(Stored data)
=====

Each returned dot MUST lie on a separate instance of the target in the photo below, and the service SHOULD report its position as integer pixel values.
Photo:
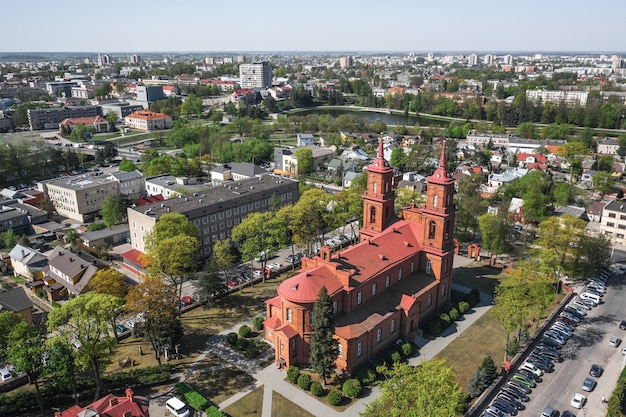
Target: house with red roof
(384, 287)
(111, 406)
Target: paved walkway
(274, 379)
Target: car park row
(516, 391)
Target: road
(588, 346)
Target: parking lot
(588, 346)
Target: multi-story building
(50, 118)
(383, 288)
(78, 197)
(570, 98)
(214, 211)
(148, 120)
(613, 222)
(255, 75)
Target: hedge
(316, 389)
(334, 397)
(352, 388)
(304, 382)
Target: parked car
(589, 384)
(596, 371)
(578, 401)
(614, 341)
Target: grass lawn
(251, 405)
(280, 404)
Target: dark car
(596, 371)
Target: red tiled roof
(273, 323)
(287, 330)
(135, 257)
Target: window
(432, 228)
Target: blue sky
(317, 25)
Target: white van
(592, 297)
(177, 407)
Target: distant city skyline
(323, 26)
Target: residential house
(608, 146)
(27, 262)
(17, 300)
(130, 405)
(383, 288)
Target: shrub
(304, 381)
(445, 320)
(316, 389)
(231, 338)
(196, 400)
(334, 397)
(252, 350)
(366, 375)
(213, 411)
(257, 322)
(293, 373)
(352, 388)
(433, 327)
(244, 331)
(407, 349)
(242, 344)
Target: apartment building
(214, 211)
(148, 120)
(50, 118)
(613, 222)
(78, 197)
(255, 75)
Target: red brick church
(382, 288)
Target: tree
(260, 232)
(171, 249)
(113, 210)
(398, 159)
(427, 390)
(25, 351)
(108, 281)
(304, 157)
(495, 231)
(158, 303)
(83, 323)
(324, 350)
(603, 182)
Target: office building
(255, 75)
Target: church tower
(378, 200)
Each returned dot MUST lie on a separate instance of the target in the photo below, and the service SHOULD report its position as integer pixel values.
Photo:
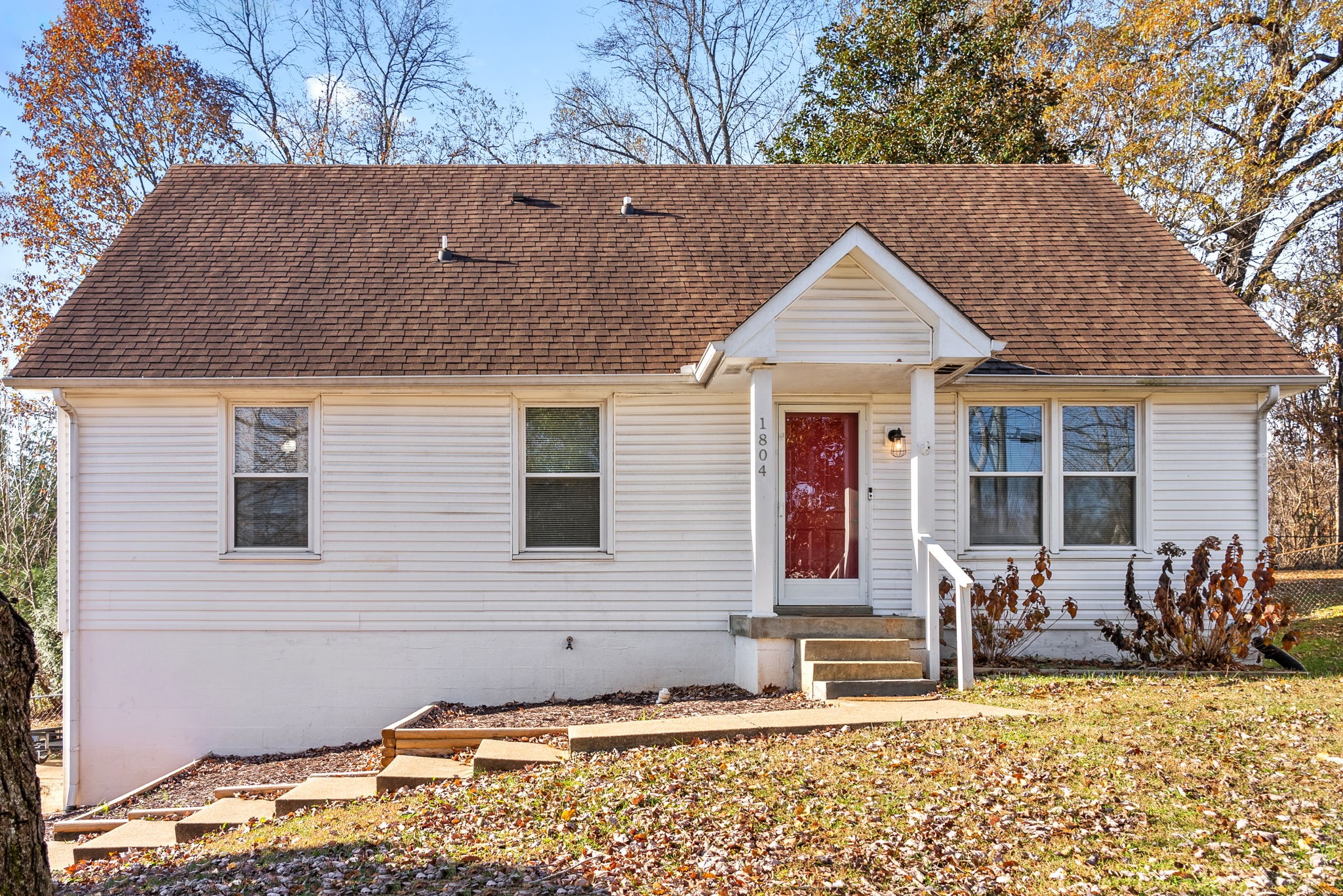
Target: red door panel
(821, 496)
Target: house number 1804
(763, 450)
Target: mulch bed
(698, 700)
(197, 786)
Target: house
(340, 441)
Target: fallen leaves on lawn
(1131, 788)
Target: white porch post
(765, 477)
(923, 457)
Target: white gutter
(37, 383)
(710, 362)
(68, 587)
(1053, 379)
(1275, 395)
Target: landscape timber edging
(1103, 672)
(401, 739)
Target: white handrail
(932, 613)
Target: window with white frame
(269, 477)
(563, 501)
(1100, 473)
(1006, 475)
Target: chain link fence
(1311, 578)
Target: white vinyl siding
(416, 522)
(1197, 476)
(416, 513)
(848, 317)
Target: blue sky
(520, 47)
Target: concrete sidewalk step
(253, 790)
(133, 834)
(861, 669)
(817, 649)
(229, 811)
(174, 813)
(60, 855)
(321, 792)
(412, 771)
(660, 732)
(877, 688)
(71, 828)
(507, 755)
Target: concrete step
(507, 755)
(412, 771)
(133, 834)
(254, 790)
(822, 627)
(230, 811)
(71, 828)
(861, 669)
(321, 792)
(880, 688)
(60, 855)
(840, 649)
(172, 813)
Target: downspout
(1267, 406)
(68, 560)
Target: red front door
(821, 509)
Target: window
(562, 490)
(270, 478)
(1100, 475)
(1006, 475)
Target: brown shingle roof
(270, 270)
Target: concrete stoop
(507, 755)
(873, 688)
(832, 668)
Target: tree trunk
(23, 855)
(1338, 433)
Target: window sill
(563, 555)
(1026, 553)
(300, 556)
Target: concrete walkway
(856, 714)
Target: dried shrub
(1212, 622)
(1005, 622)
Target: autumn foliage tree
(1222, 117)
(106, 112)
(925, 81)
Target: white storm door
(824, 551)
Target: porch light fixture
(899, 445)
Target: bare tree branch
(685, 81)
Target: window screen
(1100, 475)
(1006, 475)
(563, 477)
(270, 477)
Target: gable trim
(954, 335)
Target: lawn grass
(1115, 786)
(1321, 649)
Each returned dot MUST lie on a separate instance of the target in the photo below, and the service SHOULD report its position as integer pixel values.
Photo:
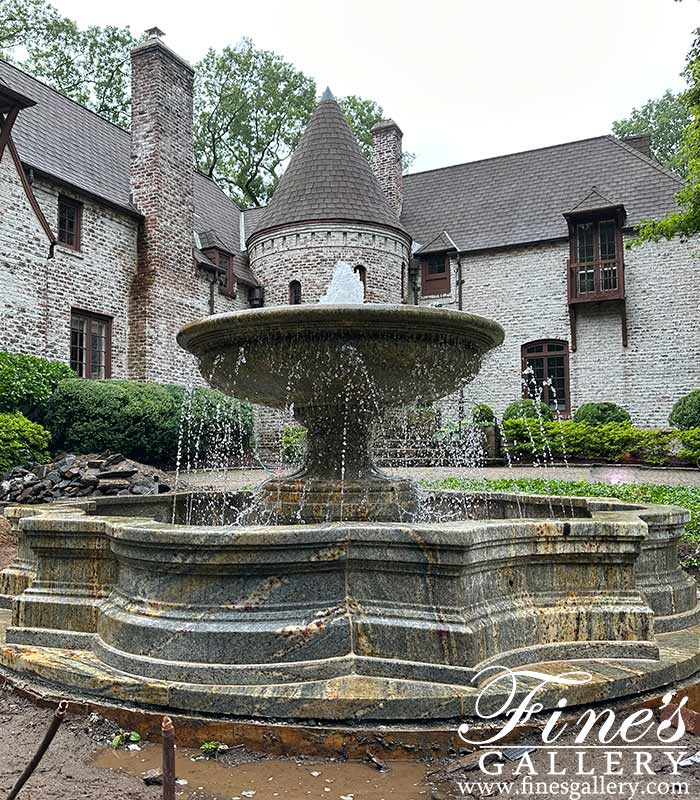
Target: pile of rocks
(80, 476)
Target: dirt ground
(66, 770)
(81, 764)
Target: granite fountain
(337, 592)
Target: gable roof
(503, 201)
(442, 243)
(328, 178)
(521, 198)
(67, 141)
(593, 201)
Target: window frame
(90, 317)
(597, 271)
(70, 202)
(361, 270)
(434, 285)
(293, 285)
(563, 404)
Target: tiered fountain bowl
(346, 596)
(339, 368)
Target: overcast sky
(464, 80)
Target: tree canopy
(686, 221)
(251, 106)
(665, 119)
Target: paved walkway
(245, 478)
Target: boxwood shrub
(528, 409)
(27, 382)
(686, 411)
(601, 413)
(142, 420)
(21, 440)
(527, 439)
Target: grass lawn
(632, 492)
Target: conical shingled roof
(328, 178)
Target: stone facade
(161, 187)
(137, 271)
(525, 290)
(135, 265)
(308, 253)
(38, 293)
(387, 161)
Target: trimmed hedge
(21, 440)
(684, 496)
(27, 382)
(528, 409)
(601, 413)
(482, 414)
(686, 411)
(527, 439)
(142, 420)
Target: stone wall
(524, 289)
(38, 293)
(308, 253)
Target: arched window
(545, 366)
(362, 272)
(294, 293)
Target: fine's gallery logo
(596, 745)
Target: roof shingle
(328, 178)
(521, 198)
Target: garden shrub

=====

What needs to be done:
Produce a verbatim copy of every entry, excluding pictures.

Reply:
Each returned dot MUST lie on a separate instance of the target in the photo below, and the service SHOULD report its position as integer pixel values.
Photo:
Target: house with red roof
(384, 287)
(111, 406)
Target: paved walkway
(274, 379)
Target: car park row
(516, 391)
Target: road
(588, 346)
Target: parking lot
(588, 346)
Target: multi-story building
(50, 118)
(383, 288)
(78, 197)
(570, 98)
(214, 211)
(148, 120)
(613, 222)
(255, 75)
Target: hedge
(316, 389)
(334, 397)
(352, 388)
(304, 382)
Target: parked car
(589, 384)
(596, 371)
(578, 401)
(614, 341)
Target: grass lawn
(251, 405)
(280, 404)
Target: dark car
(596, 371)
Target: red tiled roof
(273, 323)
(287, 330)
(135, 257)
Target: window
(432, 228)
Target: blue sky
(317, 25)
Target: white van
(592, 297)
(177, 407)
Target: distant city skyline
(323, 26)
Target: residential house
(608, 146)
(27, 262)
(17, 300)
(130, 405)
(383, 288)
Target: shrub
(304, 381)
(445, 320)
(316, 389)
(231, 338)
(196, 400)
(334, 397)
(252, 350)
(366, 375)
(213, 411)
(257, 322)
(293, 373)
(352, 388)
(433, 327)
(244, 331)
(407, 349)
(242, 344)
Target: apartment building
(214, 211)
(148, 120)
(50, 118)
(613, 222)
(78, 197)
(255, 75)
Target: red brick church
(382, 288)
Target: tree
(260, 232)
(171, 249)
(113, 210)
(398, 159)
(427, 390)
(25, 351)
(108, 281)
(304, 157)
(495, 231)
(158, 303)
(83, 323)
(324, 350)
(603, 182)
Target: office building
(255, 75)
Target: church tower
(378, 200)
Each returned dot MUST lie on a separate instance of the target in the photo below, and the service SHOULD report its position as integer pixel values.
Photo:
Target: red door panel
(821, 496)
Target: house number 1804
(763, 450)
Target: mulch bed
(698, 700)
(197, 786)
Target: house
(340, 441)
Target: fallen leaves on lawn
(1131, 788)
Target: white porch post
(765, 477)
(923, 457)
Target: white gutter
(37, 383)
(710, 362)
(68, 587)
(1053, 379)
(1275, 395)
Target: landscape timber edging
(1103, 672)
(401, 739)
Target: white handrail
(932, 613)
Target: window with white frame
(269, 477)
(563, 501)
(1100, 473)
(1006, 475)
Target: chain link fence
(1311, 578)
Target: white vinyl siding
(416, 522)
(1197, 476)
(416, 513)
(848, 317)
Target: blue sky
(520, 47)
Target: concrete sidewalk step
(253, 790)
(133, 834)
(861, 669)
(817, 649)
(229, 811)
(174, 813)
(60, 855)
(321, 792)
(412, 771)
(660, 732)
(877, 688)
(71, 828)
(507, 755)
Target: concrete step
(507, 755)
(412, 771)
(133, 834)
(254, 790)
(822, 627)
(230, 811)
(71, 828)
(861, 669)
(321, 792)
(880, 688)
(60, 855)
(840, 649)
(172, 813)
Target: downspout
(1267, 406)
(68, 560)
Target: red front door
(821, 509)
Target: window
(562, 490)
(270, 478)
(1100, 475)
(1006, 475)
Target: brown shingle roof
(270, 270)
Target: concrete stoop
(507, 755)
(873, 688)
(832, 668)
Target: tree trunk
(23, 855)
(1338, 433)
Target: window sill
(563, 555)
(1026, 553)
(300, 556)
Target: concrete walkway
(856, 714)
Target: dried shrub
(1212, 622)
(1005, 622)
Target: autumn foliage tree
(1222, 117)
(106, 112)
(925, 81)
Target: white storm door
(824, 551)
Target: porch light fixture
(899, 445)
Target: bare tree branch
(685, 81)
Target: window screen
(1100, 475)
(1006, 475)
(563, 477)
(270, 477)
Target: gable trim
(954, 335)
Target: lawn grass
(1115, 786)
(1321, 649)
Each returned dot MUST lie on a separate instance of the target in the photo below, and the service SHOULD report its position as integer pixel values.
Photo:
Target: pile of rocks
(80, 476)
Target: dirt ground
(66, 770)
(81, 764)
Target: granite fountain
(337, 592)
Target: gable roof
(503, 201)
(442, 243)
(328, 178)
(521, 198)
(67, 141)
(593, 201)
Target: window frame
(90, 317)
(597, 271)
(70, 202)
(361, 270)
(434, 285)
(293, 285)
(563, 404)
Target: tiered fountain bowl
(346, 596)
(339, 368)
Target: overcast sky
(464, 80)
Target: tree canopy
(686, 221)
(251, 106)
(665, 119)
Target: paved walkway
(245, 478)
Target: boxwood shrub
(528, 409)
(27, 382)
(686, 411)
(601, 413)
(142, 420)
(21, 440)
(527, 439)
Target: grass lawn
(632, 492)
Target: conical shingled roof
(328, 178)
Target: stone facade
(161, 187)
(137, 271)
(525, 290)
(135, 265)
(308, 253)
(38, 293)
(387, 161)
Target: trimmed hedge
(21, 440)
(684, 496)
(27, 382)
(528, 409)
(601, 413)
(482, 414)
(686, 411)
(527, 439)
(142, 420)
Target: stone wall
(524, 289)
(38, 293)
(308, 253)
Target: arched window
(545, 366)
(362, 272)
(294, 293)
Target: fine's gallery logo
(596, 745)
Target: roof shingle
(328, 178)
(521, 198)
Target: garden shrub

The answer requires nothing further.